Text segment:
==*==
2000 Conference Proceedings

Go to previous article 
Go to next article 
Return to 2000 Table of Contents


An Alternative Method for Building A Database for American Sign Language

Noriko Tomuro, Karen Alkoby, Andre Berthiaume, Pattaraporn Chomwong, Mary Jo Davidson, Jacob Furst, Brian Konie, Glenn Lancaster, Steven Lytinen, John McDonald, Lopa Roychoudhuri, Jorge Toro, Rosalee Wolfe

School of Computer Science, Telecommunications and Information Systems
DePaul University
Chicago, IL
Email: asl@cs.depaul.edu

Research shows that English literacy of deaf people in the United States is much lower than that of hearing people. Most deaf adults read English at the third or fourth grade level. That is because English and American Sign Language (ASL), the native language used by the Deaf community in the US, have very different syntactic structures. Because of the lack of reading fluency, English-based assistive technology such as closed captioning on television offers some help in making the hearing world accessible to deaf people, but can only serve as a partial aid. In order to fully bridge the gulf between the deaf and hearing worlds, alternative assistive technologies based on sign language are needed.

1. Introduction

American Sign Language (ASL) is a natural language used by members of the North American Deaf community and is the third or fourth most widely used language in the United States [Ster96]. While ASL shares some vocabulary with English, research in linguistics shows that it has a concise and elegant syntax which differs radically from English grammar [Bake80][Vall93]. This makes the acquisition of English rather challenging for ASL signers. Research shows that most native ASL signers read English at the third or fourth grade level [Holt94]. Therefore, English-based assistive technologies such as closed captioning on television do not provide a sufficient solution [Wolf99]. At present deaf people rely on sign language interpreters for access to spoken English. However, they can not depend on interpreters every day in life mainly due to the high accommodation cost and the difficulty in finding and scheduling qualified interpreters.
==*==
Written task 1: According to the ASL database paper, at what grade level do most native ASL signers read English?
Written task 2: Resume the ASL database paper after its last sentence.

(Entries from a pointing dataset)
==*==
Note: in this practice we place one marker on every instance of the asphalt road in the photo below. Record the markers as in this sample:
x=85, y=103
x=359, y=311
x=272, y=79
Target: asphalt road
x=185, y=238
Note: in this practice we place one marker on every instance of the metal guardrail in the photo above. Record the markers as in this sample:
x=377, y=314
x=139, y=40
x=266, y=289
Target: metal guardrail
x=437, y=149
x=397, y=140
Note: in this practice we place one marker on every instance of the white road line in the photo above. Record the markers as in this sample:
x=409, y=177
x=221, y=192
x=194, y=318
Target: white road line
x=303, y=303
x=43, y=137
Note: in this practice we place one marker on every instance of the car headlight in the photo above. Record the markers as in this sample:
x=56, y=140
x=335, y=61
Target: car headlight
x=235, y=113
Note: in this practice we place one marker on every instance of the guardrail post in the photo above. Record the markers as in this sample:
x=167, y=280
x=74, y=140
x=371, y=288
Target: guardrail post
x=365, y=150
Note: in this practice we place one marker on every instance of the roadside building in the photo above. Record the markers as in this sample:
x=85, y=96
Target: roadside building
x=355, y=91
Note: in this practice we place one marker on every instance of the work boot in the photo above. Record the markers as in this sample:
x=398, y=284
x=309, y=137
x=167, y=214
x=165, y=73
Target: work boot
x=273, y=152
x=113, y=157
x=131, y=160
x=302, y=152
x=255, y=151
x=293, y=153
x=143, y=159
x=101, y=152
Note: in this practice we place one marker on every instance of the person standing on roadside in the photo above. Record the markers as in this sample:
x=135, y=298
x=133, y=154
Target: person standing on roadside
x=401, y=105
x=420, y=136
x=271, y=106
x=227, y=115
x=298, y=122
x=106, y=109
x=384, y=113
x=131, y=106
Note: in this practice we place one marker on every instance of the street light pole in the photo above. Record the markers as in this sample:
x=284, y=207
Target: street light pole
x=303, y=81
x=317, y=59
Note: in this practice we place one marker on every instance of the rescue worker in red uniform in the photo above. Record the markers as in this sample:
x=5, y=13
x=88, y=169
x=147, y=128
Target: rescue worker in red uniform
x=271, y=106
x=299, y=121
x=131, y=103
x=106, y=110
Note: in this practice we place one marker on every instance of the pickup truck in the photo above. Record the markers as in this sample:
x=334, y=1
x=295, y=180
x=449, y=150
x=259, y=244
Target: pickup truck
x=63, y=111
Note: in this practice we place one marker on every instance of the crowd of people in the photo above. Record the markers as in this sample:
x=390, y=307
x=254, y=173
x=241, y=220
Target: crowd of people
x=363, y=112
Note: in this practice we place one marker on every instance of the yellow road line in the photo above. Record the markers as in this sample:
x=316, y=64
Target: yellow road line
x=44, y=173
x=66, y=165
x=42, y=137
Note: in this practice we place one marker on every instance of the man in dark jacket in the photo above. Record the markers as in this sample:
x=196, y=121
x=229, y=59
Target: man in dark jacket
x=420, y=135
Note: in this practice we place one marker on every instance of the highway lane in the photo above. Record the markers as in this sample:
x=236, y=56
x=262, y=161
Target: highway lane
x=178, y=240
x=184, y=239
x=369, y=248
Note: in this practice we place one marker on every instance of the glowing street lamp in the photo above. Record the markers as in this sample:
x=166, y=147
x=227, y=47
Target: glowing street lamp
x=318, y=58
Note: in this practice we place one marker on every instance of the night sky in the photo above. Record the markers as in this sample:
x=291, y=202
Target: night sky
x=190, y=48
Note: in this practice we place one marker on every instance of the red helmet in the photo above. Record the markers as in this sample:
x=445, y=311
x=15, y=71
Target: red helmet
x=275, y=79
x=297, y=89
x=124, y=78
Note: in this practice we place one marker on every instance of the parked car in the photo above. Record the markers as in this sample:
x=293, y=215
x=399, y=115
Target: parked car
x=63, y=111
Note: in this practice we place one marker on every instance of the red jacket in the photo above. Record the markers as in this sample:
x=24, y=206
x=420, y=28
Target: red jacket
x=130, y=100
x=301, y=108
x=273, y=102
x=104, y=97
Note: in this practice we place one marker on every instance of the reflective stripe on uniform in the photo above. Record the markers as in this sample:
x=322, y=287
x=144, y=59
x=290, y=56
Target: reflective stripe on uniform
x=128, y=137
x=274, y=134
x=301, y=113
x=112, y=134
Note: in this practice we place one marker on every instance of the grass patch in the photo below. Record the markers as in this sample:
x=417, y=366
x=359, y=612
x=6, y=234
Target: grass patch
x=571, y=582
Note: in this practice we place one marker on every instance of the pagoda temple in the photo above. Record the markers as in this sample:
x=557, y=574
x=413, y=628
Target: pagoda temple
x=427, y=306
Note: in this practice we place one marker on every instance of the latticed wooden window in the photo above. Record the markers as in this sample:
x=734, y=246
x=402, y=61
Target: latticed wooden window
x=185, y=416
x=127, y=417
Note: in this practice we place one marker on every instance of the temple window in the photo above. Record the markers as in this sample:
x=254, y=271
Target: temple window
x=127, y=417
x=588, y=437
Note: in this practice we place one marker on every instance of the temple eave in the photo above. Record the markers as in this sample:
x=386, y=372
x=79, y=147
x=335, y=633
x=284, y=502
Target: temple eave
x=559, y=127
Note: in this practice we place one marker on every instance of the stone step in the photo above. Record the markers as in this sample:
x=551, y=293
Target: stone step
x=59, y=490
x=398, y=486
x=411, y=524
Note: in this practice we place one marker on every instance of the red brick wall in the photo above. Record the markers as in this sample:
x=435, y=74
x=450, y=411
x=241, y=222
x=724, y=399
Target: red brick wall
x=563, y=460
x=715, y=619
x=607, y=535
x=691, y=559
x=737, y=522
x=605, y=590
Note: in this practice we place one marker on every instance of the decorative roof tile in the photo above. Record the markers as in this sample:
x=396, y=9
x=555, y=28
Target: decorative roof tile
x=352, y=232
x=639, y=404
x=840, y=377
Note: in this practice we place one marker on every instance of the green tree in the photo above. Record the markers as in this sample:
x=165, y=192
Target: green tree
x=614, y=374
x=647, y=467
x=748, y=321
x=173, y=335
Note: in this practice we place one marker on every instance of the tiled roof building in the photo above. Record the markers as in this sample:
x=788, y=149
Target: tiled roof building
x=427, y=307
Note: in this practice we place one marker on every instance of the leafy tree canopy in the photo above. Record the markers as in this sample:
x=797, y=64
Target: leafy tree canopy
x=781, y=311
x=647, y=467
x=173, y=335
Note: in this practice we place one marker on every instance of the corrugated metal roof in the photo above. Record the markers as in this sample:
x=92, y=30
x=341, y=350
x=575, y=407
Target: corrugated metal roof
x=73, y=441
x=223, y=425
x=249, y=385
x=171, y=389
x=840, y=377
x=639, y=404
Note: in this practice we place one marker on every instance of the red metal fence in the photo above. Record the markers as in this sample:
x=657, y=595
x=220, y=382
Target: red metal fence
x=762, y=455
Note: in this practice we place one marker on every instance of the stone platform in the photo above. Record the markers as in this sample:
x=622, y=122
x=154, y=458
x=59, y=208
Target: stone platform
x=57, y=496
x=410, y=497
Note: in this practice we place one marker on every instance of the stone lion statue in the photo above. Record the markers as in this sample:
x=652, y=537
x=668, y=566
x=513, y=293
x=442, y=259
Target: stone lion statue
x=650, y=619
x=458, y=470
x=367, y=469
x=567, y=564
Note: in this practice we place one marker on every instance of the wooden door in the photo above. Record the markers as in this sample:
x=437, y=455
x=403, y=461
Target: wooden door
==*==
Task result 1: The third or fourth grade level.

Task result 2:
A better solution would be to use a personal digital English-to-ASL translator. An English-to-ASL translator would convert written or spoken English into a three-dimensional graphic animation depicting ASL. It would be an economical as well as flexible solution. Since personal computers have become lighter and are available for less than $1000, deaf people can bring a laptop whenever and wherever they go. Such a translator would also convert full English sentences to ASL. Thus, it could convey complex ideas expressed in English to ASL and is much more useful and flexible than sign dictionaries or phrase books.

Not only would this ASL synthesis technology assist deaf people, it can also be used as a valuable tool for educators and researchers. By using three-dimensional graphics, signs can be viewed from any position, from the signer's standpoint, or from the observer's stand point. It is even possible to view a signer from the side to see how far forward a sign extends. Also, animation can show the timing of signs visually. Thus, this synthesis technology offers the potential for a rich and flexible environment for ASL education and research.

However, developing this kind of English-to-ASL translation system imposes serious technical challenges. Because of the unique modality of ASL as a sign language -- visual/gestural rather than aural/oral -- the translation system must store the linguistic and geometric aspects of ASL signs and generate graphic animations on screen in real time. Also, a sequence of signs as an ASL sentence must look smooth and natural. Therefore, building such an English-to-ASL translator requires expertise in a wide range of areas, including linguistics, machine translation, computer graphics, mathematics and kinesiology.

We are currently in the process of developing a database of ASL signs that will be used as the lexical database in our translator. The database scheme draws on the experiences of Dutch [Cras98], German [Pril89], and Japanese [Lu97] researchers who are working on similar projects for other sign languages. It includes such items as position, orientation and shape of the hands as well as motions.

The largest task in creating a database of this type is data entry, which involves transcribing ASL. To transcribe sign language, several researchers used motion capture, which recorded the motion and position of hands through gloves with sensors [Eren96][Fels98]. However, despite a considerable amount of financial investment required for equipment, animations produced from the recorded data are often inaccurate [Zord99]. Motion capture also has a critical disadvantage in that recorded numerical data is hard to modify and abstract to symbolic level into linguistic features of ASL signs, such as fingers being "hooked" or "bent".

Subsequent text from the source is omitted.